>> START
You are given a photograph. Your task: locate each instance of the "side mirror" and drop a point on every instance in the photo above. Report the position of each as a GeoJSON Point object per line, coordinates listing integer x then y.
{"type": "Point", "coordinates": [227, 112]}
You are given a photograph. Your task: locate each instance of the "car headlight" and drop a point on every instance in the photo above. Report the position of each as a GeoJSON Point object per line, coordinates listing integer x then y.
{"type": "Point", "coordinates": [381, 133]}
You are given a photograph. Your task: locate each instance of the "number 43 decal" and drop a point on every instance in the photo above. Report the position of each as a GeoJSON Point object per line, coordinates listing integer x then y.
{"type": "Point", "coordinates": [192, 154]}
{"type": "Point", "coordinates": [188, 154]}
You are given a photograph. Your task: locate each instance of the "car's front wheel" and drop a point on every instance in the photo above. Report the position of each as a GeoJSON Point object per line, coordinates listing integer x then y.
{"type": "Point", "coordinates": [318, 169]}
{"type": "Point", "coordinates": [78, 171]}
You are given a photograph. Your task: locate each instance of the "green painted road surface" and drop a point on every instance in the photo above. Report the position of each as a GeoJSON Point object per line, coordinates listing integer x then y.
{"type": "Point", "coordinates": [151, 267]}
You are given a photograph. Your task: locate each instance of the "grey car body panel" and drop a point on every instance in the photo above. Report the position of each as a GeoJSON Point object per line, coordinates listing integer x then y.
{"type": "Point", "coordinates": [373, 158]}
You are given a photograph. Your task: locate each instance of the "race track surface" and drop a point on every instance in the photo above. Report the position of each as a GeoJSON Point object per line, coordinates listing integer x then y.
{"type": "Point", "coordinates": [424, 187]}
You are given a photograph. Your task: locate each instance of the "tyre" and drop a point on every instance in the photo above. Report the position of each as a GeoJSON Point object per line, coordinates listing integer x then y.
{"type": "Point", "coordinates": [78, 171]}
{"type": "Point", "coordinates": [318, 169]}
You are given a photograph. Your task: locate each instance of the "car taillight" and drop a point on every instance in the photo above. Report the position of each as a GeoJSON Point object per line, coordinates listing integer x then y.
>> END
■ Exercise
From the material above, pull out every line that contains the word "green".

■ Response
You are given a photograph. Your task: locate each instance of the "green painted road surface" and drop a point on every instance in the photo above. Report the position of each as a GeoJSON Point object per line, coordinates listing integer x then y.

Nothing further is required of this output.